→ **Source passage**:
--- Begin ---

To Study the Variation in Volume with Pressure for a Sample of air at Constant Temperature by Plotting Graphs Between P and V, and Between P and 1/V
To study the variation in volume with pressure for a sample of air at constant temperature by plotting graphs between P and V, and between P and 1/V.
Boyle’s law apparatus, plumb line, a pair of set-squares, a thermometer and Fortin’s barometer.
Boyle’s Law. It states that the pressure (P) of an enclosed gas (i.e., for a given mass of the gas) is inversely proportional to its volume (V) provided that the temperature of the gas remains constant.
- The apparatus is set with wooden board vertical with the help of leveling screws in the heavy metallic base. It is tested by a plumb line.
- See the air enclosed in the graduated tube A closed at the upper end.
- Adjust the height of other tube B, such that mercury level in it is in horizontal line with the level in A. Air pressure in A is equal to the atmospheric pressure on mercury in tube B.
- Note the atmospheric pressure from Fortin’s barometer hanging in laboratory.
- Also note the temperature from the thermometer attached to the barometer.
- Note the reading of mercury levels in tube A and B against scale S. It will be same.
- Note volume of enclosed gas in graduated tube A.
- Move the tube B upwards by about 2 cm. Mercury level in tube A will also rise up a little reducing volume of enclosed air. The reduced volume is noted.
- Pressure of air in tube A increases and mercury level in A remains lower than that in B.
- Position of mercury level in tube B is noted against the vertical scale using set squares as before.
- Repeat steps 8, 9, 10 two more times raising the tube B by 2 cm each time.
- Lower the tube B and bring the mercury level with same horizontal line as in A. Check reading of step 6.

--- End ---

→ **Goal A**:
Could you give the entries from the line with "the green cactus." to the line with "[34,41,45,60]" again, changing "sand-colored" to "beige" and leaving everything else as it stands?

→ **Data supplied**:
--- Begin ---

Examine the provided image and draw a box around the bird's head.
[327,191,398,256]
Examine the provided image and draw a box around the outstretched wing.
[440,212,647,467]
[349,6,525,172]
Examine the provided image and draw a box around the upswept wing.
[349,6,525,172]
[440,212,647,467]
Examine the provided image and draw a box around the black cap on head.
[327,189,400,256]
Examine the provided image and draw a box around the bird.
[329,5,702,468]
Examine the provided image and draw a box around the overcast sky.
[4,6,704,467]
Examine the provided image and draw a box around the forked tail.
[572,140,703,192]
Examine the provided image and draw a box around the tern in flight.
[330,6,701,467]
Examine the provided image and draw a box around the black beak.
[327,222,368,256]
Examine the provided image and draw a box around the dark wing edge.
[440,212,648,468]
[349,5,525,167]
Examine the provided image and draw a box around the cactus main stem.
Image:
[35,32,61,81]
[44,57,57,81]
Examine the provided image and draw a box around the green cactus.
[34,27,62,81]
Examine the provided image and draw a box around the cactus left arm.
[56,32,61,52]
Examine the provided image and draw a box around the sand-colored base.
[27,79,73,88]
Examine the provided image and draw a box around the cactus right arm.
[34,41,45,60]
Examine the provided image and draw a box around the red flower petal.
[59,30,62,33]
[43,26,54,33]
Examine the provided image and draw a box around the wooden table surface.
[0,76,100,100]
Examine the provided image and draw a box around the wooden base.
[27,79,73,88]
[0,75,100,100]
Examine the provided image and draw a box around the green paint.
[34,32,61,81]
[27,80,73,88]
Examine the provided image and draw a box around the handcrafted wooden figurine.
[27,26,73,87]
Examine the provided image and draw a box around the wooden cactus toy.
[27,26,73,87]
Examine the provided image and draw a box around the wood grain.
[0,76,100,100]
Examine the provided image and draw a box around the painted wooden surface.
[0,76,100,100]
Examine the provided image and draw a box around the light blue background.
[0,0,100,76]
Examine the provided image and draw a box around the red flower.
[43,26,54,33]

--- End ---

→ **Goal B**:
How would this sentence from the Boyle's law procedure read in Spanish: "Also note the temperature from the thermometer attached to the barometer."?

→ **Task response A**:
Examine the provided image and draw a box around the green cactus.
[34,27,62,81]
Examine the provided image and draw a box around the cactus left arm.
[56,32,61,52]
Examine the provided image and draw a box around the beige base.
[27,79,73,88]
Examine the provided image and draw a box around the cactus right arm.
[34,41,45,60]

→ **Task response B**:
Anote también la temperatura del termómetro acoplado al barómetro.